* Study text *
━━━━━━━━━━━━━━━━━━━━

Gone But Not Forgotten
GOLD Site Supporter
UAW Seeks to Unionize Foreign-Owned Auto Plants

Workers of the World Unionize. The United Auto Workers union (UAW) is planning an organizing push on one of three foreign-owned automotive factories in the U.S. UAW president Bob King told members that the survival of the union depends on garnering more members. Apparently, the union learned little from its near-destruction of the American auto industry.
King and his cronies, however, have their work cut out for them. Foreign-owned factories have been historically resistant to attempts at organizing. Some say it's because they are located in the South, which is typically less union-friendly than the Midwest. While this may be true, it's also likely that unions haven't been successful because the foreign companies pay wages comparable to those demanded by the union without the bureaucratic red tape and strong-arm tactics that unions inevitably bring to the table.
The UAW will announce within three months exactly which companies they're going after but said it will be Japanese-, Korean- or German-owned. In the meantime, King is revving up the union's one million active and retired members to take part in picketing hundreds of dealerships around the country.

━━━━━━━━━━━━━━━━━━━━

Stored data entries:
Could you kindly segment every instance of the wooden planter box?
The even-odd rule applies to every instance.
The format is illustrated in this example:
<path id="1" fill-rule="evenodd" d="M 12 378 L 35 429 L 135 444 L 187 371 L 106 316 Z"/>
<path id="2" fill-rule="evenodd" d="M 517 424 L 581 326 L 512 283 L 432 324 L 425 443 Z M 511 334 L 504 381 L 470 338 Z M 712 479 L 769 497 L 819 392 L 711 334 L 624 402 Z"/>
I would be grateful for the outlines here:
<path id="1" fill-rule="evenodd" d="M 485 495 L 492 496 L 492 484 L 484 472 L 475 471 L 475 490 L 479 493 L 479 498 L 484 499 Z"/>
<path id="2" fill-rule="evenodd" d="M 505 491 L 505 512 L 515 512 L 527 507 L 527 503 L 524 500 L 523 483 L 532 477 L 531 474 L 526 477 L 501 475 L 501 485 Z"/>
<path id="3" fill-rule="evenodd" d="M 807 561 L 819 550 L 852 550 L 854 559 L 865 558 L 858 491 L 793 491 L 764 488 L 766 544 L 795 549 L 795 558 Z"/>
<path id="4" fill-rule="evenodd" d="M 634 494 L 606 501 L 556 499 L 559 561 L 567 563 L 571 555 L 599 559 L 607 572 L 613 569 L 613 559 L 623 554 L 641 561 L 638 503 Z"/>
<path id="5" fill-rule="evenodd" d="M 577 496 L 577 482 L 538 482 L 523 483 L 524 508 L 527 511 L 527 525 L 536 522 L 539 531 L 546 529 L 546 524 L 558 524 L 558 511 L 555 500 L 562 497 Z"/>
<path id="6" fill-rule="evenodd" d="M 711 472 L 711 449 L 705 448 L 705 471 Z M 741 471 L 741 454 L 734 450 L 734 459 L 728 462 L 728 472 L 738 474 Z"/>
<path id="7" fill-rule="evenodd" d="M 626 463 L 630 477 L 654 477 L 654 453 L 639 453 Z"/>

━━━━━━━━━━━━━━━━━━━━

* Questions on the material *
[1] Print the part of the UAW article starting at "Workers of the" and ending at "American auto industry.".
[2] In the UAW article, who is named as the union's president?
[3] Please continue the UAW article from where it stops.
The rows have nothing to do with this.

* Outputs for the tasks *
[1]
Workers of the World Unionize. The United Auto Workers union (UAW) is planning an organizing push on one of three foreign-owned automotive factories in the U.S. UAW president Bob King told members that the survival of the union depends on garnering more members. Apparently, the union learned little from its near-destruction of the American auto industry.

[2] Bob King

[3]
We hope the UAW's tactics won't sway these companies and their workers, lest they find themselves in the same dictatorial grip as their American competitors. The UAW drove two of the American Big Three to bankruptcy and now they want their shot at foreign companies.
 

thcri

Gone But Not Forgotten
If the dingbats would just think once in a while. All of their picketing in many times they only hurt themselves. Especially in the south. Here in our fine little town they went after a restaurant that moved into a building that housed a restaurant that was represented by the union. I am sure the whole reason the first went out of business was do to high prices and poor service. But the union felt that because the new restaurant was in that building they had a right to represent the new one. After two votes they were thrown out but yet picketed and picketed and picketed. It was fun going through the picket lines and seeing the support the people were giving to the new restaurant and pages of Letter's to the Editor supporting the new restaurant and laughing at the union.
 

grizzer

New member
Obama appointed a union activist lawyer to head the National Labor Relations Board.

Cant wait to see unionization pushes across the country levering Obamacare...
 

Cowboy

Wait for it.
GOLD Site Supporter
I ran across this the first of the year , The last part of the article is perty interesting as well. :wink:

http://online.wsj.com/article/SB100...00842.html?mod=WSJ_hp_LEFTWhatsNewsCollection

By MATTHEW DOLAN

The United Auto Workers union said it is prepared to spend hundreds of millions of dollars in a bid to organize employees, including a new push for hourly factory workers at foreign-owned car plants in the U.S.
The effort is part of a major shift in focus by the UAW, which had spent most of the past 75 years extracting better wages and benefits from the three Detroit auto makers.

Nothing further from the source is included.